Print each of the items below verbatim, leaving out the pictures.
+++
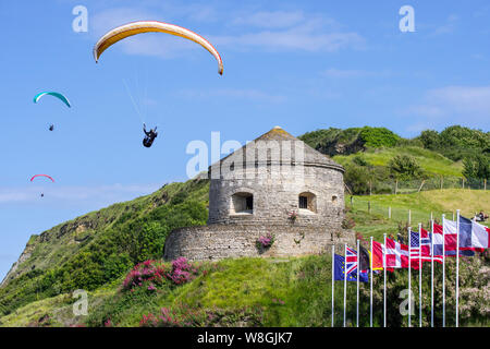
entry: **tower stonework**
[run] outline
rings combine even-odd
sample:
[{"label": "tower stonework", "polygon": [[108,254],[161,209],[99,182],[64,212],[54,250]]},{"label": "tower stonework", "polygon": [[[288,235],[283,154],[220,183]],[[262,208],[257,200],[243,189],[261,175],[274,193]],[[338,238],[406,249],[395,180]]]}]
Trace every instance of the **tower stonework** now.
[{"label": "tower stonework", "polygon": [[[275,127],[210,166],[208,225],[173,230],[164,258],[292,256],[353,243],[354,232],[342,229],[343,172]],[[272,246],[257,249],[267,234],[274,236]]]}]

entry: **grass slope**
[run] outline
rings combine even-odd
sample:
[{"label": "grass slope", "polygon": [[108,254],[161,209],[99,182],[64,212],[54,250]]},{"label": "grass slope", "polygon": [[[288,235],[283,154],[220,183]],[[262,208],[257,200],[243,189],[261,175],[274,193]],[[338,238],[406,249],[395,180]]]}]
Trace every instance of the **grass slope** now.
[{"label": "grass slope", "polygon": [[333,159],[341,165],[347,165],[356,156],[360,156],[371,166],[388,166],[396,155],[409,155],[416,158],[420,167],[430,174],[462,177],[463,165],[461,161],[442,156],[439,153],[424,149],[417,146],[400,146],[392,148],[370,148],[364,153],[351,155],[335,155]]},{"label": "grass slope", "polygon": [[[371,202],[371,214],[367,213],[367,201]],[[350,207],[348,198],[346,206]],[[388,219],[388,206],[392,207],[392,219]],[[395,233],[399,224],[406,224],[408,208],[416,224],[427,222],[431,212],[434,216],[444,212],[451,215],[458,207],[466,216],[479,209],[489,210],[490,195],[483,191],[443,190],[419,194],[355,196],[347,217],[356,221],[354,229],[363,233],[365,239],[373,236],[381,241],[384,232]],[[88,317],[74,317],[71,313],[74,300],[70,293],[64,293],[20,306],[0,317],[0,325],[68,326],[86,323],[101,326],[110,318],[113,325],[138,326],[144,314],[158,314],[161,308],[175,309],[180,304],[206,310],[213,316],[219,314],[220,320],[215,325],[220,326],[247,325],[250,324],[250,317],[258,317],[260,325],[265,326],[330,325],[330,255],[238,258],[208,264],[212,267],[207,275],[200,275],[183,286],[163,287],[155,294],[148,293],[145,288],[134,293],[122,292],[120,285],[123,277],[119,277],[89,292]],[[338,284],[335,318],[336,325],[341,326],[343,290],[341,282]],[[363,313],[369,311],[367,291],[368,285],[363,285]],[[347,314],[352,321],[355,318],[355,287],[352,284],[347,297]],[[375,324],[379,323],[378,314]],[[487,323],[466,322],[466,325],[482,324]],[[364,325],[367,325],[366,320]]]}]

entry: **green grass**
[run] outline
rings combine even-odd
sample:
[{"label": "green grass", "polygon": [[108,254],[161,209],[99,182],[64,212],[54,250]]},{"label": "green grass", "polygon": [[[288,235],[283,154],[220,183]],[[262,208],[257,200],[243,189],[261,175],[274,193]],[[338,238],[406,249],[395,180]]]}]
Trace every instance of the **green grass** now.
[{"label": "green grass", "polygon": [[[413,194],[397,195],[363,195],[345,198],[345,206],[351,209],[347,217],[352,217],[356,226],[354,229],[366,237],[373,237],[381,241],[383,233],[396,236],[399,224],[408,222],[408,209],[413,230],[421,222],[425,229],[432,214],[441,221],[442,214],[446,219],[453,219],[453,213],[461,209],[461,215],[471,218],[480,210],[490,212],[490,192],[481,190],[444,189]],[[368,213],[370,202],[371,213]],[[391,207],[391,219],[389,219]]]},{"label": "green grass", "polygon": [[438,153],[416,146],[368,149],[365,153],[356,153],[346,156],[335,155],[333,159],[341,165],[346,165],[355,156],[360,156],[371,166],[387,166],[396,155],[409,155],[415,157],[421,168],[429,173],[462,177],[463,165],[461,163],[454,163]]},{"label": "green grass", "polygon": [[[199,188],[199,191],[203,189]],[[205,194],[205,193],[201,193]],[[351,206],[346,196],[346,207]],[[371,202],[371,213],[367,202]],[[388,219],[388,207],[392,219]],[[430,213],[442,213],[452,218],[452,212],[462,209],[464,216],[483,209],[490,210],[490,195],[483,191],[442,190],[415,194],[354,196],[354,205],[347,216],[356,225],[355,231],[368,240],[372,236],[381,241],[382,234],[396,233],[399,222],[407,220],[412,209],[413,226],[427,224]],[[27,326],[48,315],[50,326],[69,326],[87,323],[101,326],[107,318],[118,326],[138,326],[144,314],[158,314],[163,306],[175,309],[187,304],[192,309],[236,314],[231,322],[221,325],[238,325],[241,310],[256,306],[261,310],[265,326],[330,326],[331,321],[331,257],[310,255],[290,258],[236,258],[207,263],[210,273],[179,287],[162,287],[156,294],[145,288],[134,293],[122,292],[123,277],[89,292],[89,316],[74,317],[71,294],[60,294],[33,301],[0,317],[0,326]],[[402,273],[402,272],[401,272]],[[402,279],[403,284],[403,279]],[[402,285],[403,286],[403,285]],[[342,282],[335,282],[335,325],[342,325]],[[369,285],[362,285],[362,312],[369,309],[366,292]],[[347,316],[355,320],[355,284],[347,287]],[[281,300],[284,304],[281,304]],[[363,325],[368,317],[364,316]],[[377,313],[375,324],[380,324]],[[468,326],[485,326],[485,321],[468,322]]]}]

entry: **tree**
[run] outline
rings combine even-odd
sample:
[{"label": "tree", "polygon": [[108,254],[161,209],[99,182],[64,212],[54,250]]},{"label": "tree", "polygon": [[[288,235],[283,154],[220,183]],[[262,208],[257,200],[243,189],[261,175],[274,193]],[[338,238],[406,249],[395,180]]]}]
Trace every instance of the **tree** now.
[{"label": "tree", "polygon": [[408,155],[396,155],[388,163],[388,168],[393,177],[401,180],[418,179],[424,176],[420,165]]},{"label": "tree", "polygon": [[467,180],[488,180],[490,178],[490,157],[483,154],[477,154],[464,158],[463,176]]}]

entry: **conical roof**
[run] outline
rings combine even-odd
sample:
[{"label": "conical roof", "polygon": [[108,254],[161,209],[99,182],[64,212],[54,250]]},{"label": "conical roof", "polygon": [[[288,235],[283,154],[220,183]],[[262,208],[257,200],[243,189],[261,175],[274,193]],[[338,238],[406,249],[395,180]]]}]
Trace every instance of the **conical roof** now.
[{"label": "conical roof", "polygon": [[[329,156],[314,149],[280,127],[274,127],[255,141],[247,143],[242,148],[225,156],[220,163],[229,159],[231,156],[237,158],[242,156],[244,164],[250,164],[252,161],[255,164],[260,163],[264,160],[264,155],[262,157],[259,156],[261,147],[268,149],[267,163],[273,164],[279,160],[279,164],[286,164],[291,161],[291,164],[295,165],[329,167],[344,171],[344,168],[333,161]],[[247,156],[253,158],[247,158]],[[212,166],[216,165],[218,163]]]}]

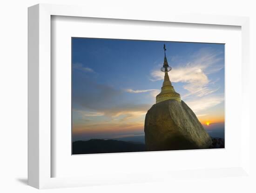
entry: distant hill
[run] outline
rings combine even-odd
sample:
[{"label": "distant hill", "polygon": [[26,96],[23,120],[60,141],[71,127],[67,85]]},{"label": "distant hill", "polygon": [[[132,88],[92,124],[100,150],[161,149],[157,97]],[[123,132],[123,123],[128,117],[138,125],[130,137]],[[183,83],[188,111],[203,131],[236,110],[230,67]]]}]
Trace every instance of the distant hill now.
+++
• **TASK OUTPUT**
entry: **tower stonework**
[run] outline
rings combine even-odd
sample:
[{"label": "tower stonework", "polygon": [[108,254],[161,209],[99,182],[64,212],[54,250]]},{"label": "tower stonework", "polygon": [[[288,235],[283,154],[220,183]],[[262,208],[257,200],[243,189],[261,175],[274,193]],[[338,238],[406,249],[395,180]]]}]
Trace every instance of the **tower stonework** now.
[{"label": "tower stonework", "polygon": [[[275,127],[210,166],[208,225],[173,230],[164,258],[292,256],[353,243],[354,232],[342,229],[343,172]],[[272,246],[257,249],[267,234],[274,236]]]}]

entry: **grass slope**
[run] outline
rings combine even-odd
sample:
[{"label": "grass slope", "polygon": [[108,254],[161,209],[99,182],[64,212],[54,250]]},{"label": "grass slope", "polygon": [[[288,235],[283,154],[220,183]],[[262,208],[257,200],[243,189],[261,175],[274,193]],[[338,238],[406,249],[395,180]]]}]
Trace every instance of the **grass slope** now.
[{"label": "grass slope", "polygon": [[333,159],[341,165],[347,165],[356,156],[360,156],[371,166],[388,166],[396,155],[409,155],[416,158],[420,167],[430,174],[462,177],[463,165],[461,161],[442,156],[439,153],[424,149],[417,146],[400,146],[392,148],[370,148],[364,153],[351,155],[335,155]]},{"label": "grass slope", "polygon": [[[371,202],[371,214],[367,213],[367,201]],[[350,207],[348,198],[346,206]],[[388,219],[388,206],[392,207],[392,219]],[[395,233],[399,224],[406,224],[408,208],[416,224],[427,222],[431,212],[434,216],[444,212],[451,215],[458,207],[466,216],[479,209],[489,210],[490,195],[483,191],[443,190],[419,194],[355,196],[347,217],[356,221],[354,229],[363,233],[365,239],[373,236],[381,241],[384,232]],[[88,317],[74,317],[71,313],[74,300],[70,293],[64,293],[20,306],[0,317],[0,325],[68,326],[86,323],[101,326],[110,318],[113,325],[138,326],[144,314],[158,314],[161,308],[175,309],[180,304],[206,310],[213,316],[219,314],[220,320],[215,325],[220,326],[247,325],[250,324],[250,317],[258,317],[260,325],[265,326],[330,325],[330,255],[238,258],[208,264],[212,267],[207,275],[200,275],[183,286],[163,287],[155,294],[148,293],[145,288],[134,293],[122,292],[120,285],[123,277],[119,277],[89,292]],[[338,284],[335,318],[336,325],[341,326],[343,290],[341,282]],[[363,313],[369,311],[367,291],[368,285],[363,285]],[[347,314],[352,321],[355,318],[355,287],[352,284],[347,297]],[[375,324],[379,323],[378,314]],[[487,323],[466,322],[466,325],[482,324]],[[364,325],[367,325],[366,320]]]}]

entry: **green grass**
[run] outline
rings combine even-odd
sample:
[{"label": "green grass", "polygon": [[108,254],[161,209],[99,182],[64,212],[54,250]]},{"label": "green grass", "polygon": [[[288,235],[283,154],[220,183]],[[262,208],[257,200],[243,189],[261,175],[274,193]],[[338,238],[406,249],[395,180]]]}]
Trace every instance of the **green grass** now.
[{"label": "green grass", "polygon": [[[413,194],[397,195],[363,195],[345,198],[345,206],[351,209],[347,217],[352,217],[356,226],[354,229],[366,237],[373,237],[381,241],[383,233],[396,236],[399,224],[408,222],[408,209],[413,230],[421,222],[425,229],[432,214],[441,221],[442,214],[446,219],[453,219],[453,213],[461,209],[461,215],[471,218],[480,210],[490,212],[490,192],[481,190],[444,189]],[[368,213],[370,202],[371,213]],[[391,207],[391,219],[389,219]]]},{"label": "green grass", "polygon": [[438,153],[416,146],[368,149],[365,153],[356,153],[346,156],[335,155],[333,159],[341,165],[346,165],[355,156],[360,156],[371,166],[387,166],[396,155],[409,155],[415,157],[421,168],[429,173],[462,177],[463,165],[461,163],[454,163]]},{"label": "green grass", "polygon": [[[199,188],[199,191],[203,189]],[[205,194],[205,193],[201,193]],[[351,206],[346,196],[346,207]],[[371,202],[371,213],[367,202]],[[388,219],[388,207],[392,219]],[[430,213],[442,213],[452,218],[452,212],[462,209],[464,216],[483,209],[490,210],[490,195],[483,191],[442,190],[415,194],[354,196],[354,205],[347,216],[356,225],[355,231],[368,240],[372,236],[381,241],[382,234],[396,233],[399,222],[407,220],[412,209],[413,226],[427,224]],[[27,326],[48,315],[50,326],[69,326],[87,323],[101,326],[107,318],[118,326],[138,326],[144,314],[158,314],[163,306],[175,309],[187,304],[192,309],[236,314],[231,322],[221,325],[238,325],[241,310],[256,306],[261,310],[265,326],[330,326],[331,321],[331,257],[310,255],[290,258],[236,258],[207,263],[210,273],[179,287],[162,287],[156,294],[145,288],[134,293],[122,292],[123,277],[89,292],[89,316],[74,317],[71,294],[60,294],[33,301],[0,317],[0,326]],[[402,273],[402,272],[401,272]],[[402,279],[403,284],[403,279]],[[402,285],[403,286],[403,285]],[[342,282],[335,282],[335,325],[342,325]],[[369,285],[362,285],[362,312],[369,309],[366,292]],[[347,316],[355,320],[355,284],[347,287]],[[281,300],[284,304],[281,304]],[[363,325],[368,317],[364,316]],[[377,313],[375,324],[380,324]],[[468,326],[485,326],[485,321],[468,322]]]}]

entry: **tree**
[run] outline
rings combine even-odd
sample:
[{"label": "tree", "polygon": [[108,254],[161,209],[99,182],[64,212],[54,250]]},{"label": "tree", "polygon": [[[288,235],[283,154],[220,183]],[[262,208],[257,200],[243,189],[261,175],[274,193]],[[338,238],[406,249],[395,180]]]}]
Trace every instance of the **tree** now.
[{"label": "tree", "polygon": [[408,155],[396,155],[388,163],[388,168],[393,177],[401,180],[418,179],[424,176],[420,165]]},{"label": "tree", "polygon": [[467,180],[488,180],[490,178],[490,157],[483,154],[477,154],[464,158],[463,176]]}]

entry: **conical roof**
[run] outline
rings combine even-odd
sample:
[{"label": "conical roof", "polygon": [[108,254],[161,209],[99,182],[64,212],[54,250]]},{"label": "conical roof", "polygon": [[[288,235],[283,154],[220,183]],[[262,208],[257,200],[243,189],[261,175],[274,193]],[[338,238],[406,249],[395,180]]]}]
Trace every instance of the **conical roof** now.
[{"label": "conical roof", "polygon": [[[329,156],[314,149],[280,127],[274,127],[255,141],[247,143],[242,148],[225,156],[220,163],[229,159],[231,156],[237,158],[242,156],[244,164],[250,164],[252,161],[255,164],[260,163],[264,160],[264,155],[262,157],[259,156],[261,147],[268,149],[267,163],[273,164],[279,160],[279,164],[286,164],[291,161],[291,164],[295,165],[329,167],[344,171],[344,168],[333,161]],[[247,156],[253,158],[247,158]],[[212,166],[216,165],[218,163]]]}]

entry: distant hill
[run] outline
rings combine even-odd
sample:
[{"label": "distant hill", "polygon": [[26,96],[23,120],[60,141],[71,127],[67,85]]},{"label": "distant hill", "polygon": [[[132,88],[92,124],[100,150],[161,149],[157,97]],[[123,132],[123,123],[128,117],[138,125],[130,137]],[[183,83],[188,111],[203,131],[236,110],[230,67]]]}]
Trace every instance of the distant hill now.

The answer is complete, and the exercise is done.